----- Data listing

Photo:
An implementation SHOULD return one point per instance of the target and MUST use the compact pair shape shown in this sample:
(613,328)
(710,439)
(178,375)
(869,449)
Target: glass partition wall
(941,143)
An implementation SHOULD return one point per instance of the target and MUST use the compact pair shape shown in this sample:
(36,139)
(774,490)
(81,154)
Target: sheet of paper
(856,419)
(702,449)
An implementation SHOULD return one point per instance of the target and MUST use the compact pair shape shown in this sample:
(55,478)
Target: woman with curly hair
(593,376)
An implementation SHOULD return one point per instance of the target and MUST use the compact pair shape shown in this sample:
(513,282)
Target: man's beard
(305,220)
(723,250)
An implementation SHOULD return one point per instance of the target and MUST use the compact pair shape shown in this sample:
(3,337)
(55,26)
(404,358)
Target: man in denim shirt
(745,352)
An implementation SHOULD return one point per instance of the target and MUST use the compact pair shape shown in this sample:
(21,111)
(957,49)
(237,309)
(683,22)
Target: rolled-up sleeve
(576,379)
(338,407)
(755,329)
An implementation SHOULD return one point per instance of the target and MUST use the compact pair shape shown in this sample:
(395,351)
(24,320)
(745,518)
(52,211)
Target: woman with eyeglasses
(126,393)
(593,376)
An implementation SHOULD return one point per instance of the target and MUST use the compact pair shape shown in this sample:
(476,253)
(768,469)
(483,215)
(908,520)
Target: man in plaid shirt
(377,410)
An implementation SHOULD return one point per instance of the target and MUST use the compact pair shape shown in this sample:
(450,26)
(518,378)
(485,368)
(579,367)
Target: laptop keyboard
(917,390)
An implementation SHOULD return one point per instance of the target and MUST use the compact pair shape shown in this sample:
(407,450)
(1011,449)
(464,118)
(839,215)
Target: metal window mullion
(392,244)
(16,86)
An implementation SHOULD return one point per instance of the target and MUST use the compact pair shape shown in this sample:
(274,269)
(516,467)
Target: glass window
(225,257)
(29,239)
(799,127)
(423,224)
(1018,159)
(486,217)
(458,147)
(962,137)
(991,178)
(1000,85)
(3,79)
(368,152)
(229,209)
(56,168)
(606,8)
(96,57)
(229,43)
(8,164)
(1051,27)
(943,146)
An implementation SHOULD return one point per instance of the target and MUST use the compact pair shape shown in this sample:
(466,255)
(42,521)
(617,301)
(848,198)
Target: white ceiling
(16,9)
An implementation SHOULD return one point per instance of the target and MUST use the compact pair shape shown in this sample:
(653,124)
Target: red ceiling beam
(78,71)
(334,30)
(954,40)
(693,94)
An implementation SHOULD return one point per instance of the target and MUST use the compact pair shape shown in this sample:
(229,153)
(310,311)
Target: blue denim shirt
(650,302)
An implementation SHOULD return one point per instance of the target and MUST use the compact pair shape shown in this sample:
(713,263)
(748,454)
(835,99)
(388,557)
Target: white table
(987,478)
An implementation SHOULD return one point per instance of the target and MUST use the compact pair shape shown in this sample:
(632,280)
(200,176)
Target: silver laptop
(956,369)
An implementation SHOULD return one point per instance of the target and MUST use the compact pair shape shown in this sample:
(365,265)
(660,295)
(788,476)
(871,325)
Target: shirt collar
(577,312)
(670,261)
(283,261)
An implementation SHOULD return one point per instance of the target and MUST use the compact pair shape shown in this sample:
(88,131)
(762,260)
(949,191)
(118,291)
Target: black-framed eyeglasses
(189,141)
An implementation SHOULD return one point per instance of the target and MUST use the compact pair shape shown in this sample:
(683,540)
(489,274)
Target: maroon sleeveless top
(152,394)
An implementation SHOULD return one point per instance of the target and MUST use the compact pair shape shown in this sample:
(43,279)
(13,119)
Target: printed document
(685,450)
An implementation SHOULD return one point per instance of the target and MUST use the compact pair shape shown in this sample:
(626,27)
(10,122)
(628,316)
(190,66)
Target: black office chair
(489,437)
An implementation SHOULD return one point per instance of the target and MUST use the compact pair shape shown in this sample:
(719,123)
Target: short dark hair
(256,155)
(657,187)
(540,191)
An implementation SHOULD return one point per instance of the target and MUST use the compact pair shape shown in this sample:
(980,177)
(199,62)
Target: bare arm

----------

Output the full listing above once again, verbatim.

Photo:
An implementation SHOULD return one point per instance of the target and MUST use the compact pair shape shown in this sample:
(613,328)
(710,439)
(178,375)
(869,449)
Target: glass partition wall
(941,143)
An implementation SHOULD return one point per instance of the target and MUST use the compact pair shape shown in this sample:
(36,139)
(774,490)
(81,154)
Target: sheet of paper
(856,419)
(702,449)
An implementation SHOULD return one point per instance of the target and MUST use the compact pair shape shown in this sample:
(55,478)
Target: woman with curly hair
(593,376)
An implementation SHOULD return one point per instance of the target and MUST use the compact pair shape shown in this sample:
(513,282)
Target: man's beard
(305,220)
(723,250)
An implementation SHOULD return one point per instance of the target and MUST use the compact pair shape shown in this sample:
(3,337)
(55,26)
(404,358)
Target: man in denim shirt
(745,352)
An implementation SHOULD return one point per instance of the target and MUST use the compact pair shape shown in this sample:
(21,111)
(957,49)
(237,309)
(683,22)
Target: rolled-up sleeve
(576,379)
(338,407)
(755,329)
An implementation SHOULD return one point per instance of the target and MUST use the compact pair shape shown in this sample:
(395,351)
(24,320)
(745,518)
(52,211)
Target: woman with eyeglasses
(126,393)
(593,376)
An implementation SHOULD return one point per instance of the target and MUST use the compact pair shape shown in this sample:
(476,253)
(768,469)
(483,215)
(908,520)
Target: man in plaid shirt
(377,410)
An implementation SHOULD return one point per instance of the target and MUST use the compact pair shape shown in this sample:
(450,26)
(518,378)
(485,368)
(579,367)
Target: laptop keyboard
(917,390)
An implementation SHOULD return one point per instance of the target and MUST use the compact pair shape shown in this sample:
(407,450)
(1011,449)
(464,118)
(839,215)
Target: metal window mullion
(392,244)
(16,86)
An implementation SHOULD return one point per instance of the target and MUST use the compact pair shape shown in this sample:
(274,269)
(516,467)
Target: glass window
(225,257)
(29,239)
(799,127)
(423,224)
(1018,159)
(486,217)
(458,147)
(962,137)
(991,178)
(1000,85)
(3,79)
(368,152)
(229,209)
(56,168)
(606,8)
(96,57)
(229,43)
(8,164)
(1051,27)
(943,146)
An implementation SHOULD return one point per instance of the target and MUST use the compact pair shape shown in this sample:
(466,255)
(42,521)
(617,301)
(848,198)
Target: white ceiling
(16,9)
An implementation SHOULD return one point per instance of the target and MUST use the compact pair shape shown in this sample:
(653,124)
Target: red ceiling beam
(78,71)
(334,30)
(954,40)
(693,94)
An implementation SHOULD return one point per instance of the target and MUST use the compact pair shape shown in this sample:
(229,153)
(310,311)
Target: blue denim shirt
(650,302)
An implementation SHOULD return one point per instance of the target and MUST use the compact pair shape shown in this sample:
(713,263)
(748,454)
(835,99)
(388,557)
Target: white table
(987,478)
An implementation SHOULD return one point per instance of the target and MUST use the compact pair shape shown in this sample:
(632,280)
(200,176)
Target: silver laptop
(956,369)
An implementation SHOULD return one point per instance of the target and MUST use the compact pair shape shown in this sample:
(365,265)
(660,295)
(788,476)
(871,325)
Target: shirt collar
(577,312)
(670,261)
(283,261)
An implementation SHOULD return one point per instance of the target and MUST use the compact pair shape shown in this sample:
(88,131)
(762,260)
(949,191)
(118,291)
Target: black-framed eyeglasses
(189,141)
An implementation SHOULD return one point per instance of the target and MUST use the compact pair shape shown in this sample:
(683,540)
(489,274)
Target: maroon sleeveless top
(152,394)
An implementation SHOULD return one point per instance of the target and MUST use the compact pair shape shown in this sample:
(43,279)
(13,119)
Target: printed document
(685,450)
An implementation SHOULD return one point per instance of the target and MUST use the compact pair shape shown in this sample:
(626,27)
(10,122)
(628,316)
(190,66)
Target: black office chair
(489,437)
An implementation SHOULD return one point per instance of the target and MUST use the compact pair shape shown in this sample:
(719,123)
Target: short dark hair
(256,155)
(657,187)
(540,191)
An implementation SHOULD return one point per instance of the target and MUST use the compact pair shape shown in this sample:
(980,177)
(199,62)
Target: bare arm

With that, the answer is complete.